● **Directions for this task**:
Repeat exactly the lines of the records below, starting at the line containing "of the water" and ending at the line containing "Target: dew drop on petal". Leave the pictures out.

---------- Task input ----------

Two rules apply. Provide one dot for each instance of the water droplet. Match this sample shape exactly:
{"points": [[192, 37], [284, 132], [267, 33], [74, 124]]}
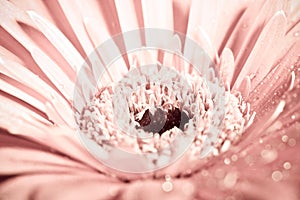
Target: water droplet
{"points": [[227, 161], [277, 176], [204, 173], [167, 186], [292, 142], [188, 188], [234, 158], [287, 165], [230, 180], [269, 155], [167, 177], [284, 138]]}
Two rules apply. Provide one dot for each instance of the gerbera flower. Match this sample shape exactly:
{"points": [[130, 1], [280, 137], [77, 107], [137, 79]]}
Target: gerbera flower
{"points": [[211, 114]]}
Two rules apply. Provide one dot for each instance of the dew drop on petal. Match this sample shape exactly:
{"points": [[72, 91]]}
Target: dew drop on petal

----------
---------- Task input ----------

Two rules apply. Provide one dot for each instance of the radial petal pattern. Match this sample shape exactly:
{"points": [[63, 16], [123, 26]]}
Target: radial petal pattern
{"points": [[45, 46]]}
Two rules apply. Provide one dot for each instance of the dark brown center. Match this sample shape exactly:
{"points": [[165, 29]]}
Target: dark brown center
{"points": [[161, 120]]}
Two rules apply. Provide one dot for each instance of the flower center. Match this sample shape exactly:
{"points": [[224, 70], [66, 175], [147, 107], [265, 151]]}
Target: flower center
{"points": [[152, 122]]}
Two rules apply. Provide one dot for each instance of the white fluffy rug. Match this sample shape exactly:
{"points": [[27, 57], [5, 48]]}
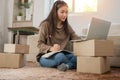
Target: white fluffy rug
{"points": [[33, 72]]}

----------
---------- Task input ----------

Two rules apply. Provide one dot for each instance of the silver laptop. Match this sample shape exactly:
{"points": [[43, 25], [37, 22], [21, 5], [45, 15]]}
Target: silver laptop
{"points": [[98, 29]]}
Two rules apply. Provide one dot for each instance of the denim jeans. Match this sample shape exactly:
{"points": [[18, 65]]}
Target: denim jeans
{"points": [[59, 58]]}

----------

● **Your solution**:
Two rules apply. Provide one dot for each instance of the water droplet. Match this sample shape exactly:
{"points": [[192, 37], [284, 132], [267, 33], [74, 124]]}
Target: water droplet
{"points": [[227, 161], [277, 176], [204, 173], [167, 186], [292, 142], [188, 188], [234, 158], [287, 165], [230, 180], [269, 155], [167, 177], [284, 138]]}
Two rules apply. Provide one dot for each instance of the gerbera flower. Match this sample shape exactly:
{"points": [[130, 1], [280, 137], [77, 107], [137, 79]]}
Target: gerbera flower
{"points": [[211, 114]]}
Two rules apply. Provide one dot for each instance of the dew drop on petal. Match this sample shape exactly:
{"points": [[72, 91]]}
Target: dew drop on petal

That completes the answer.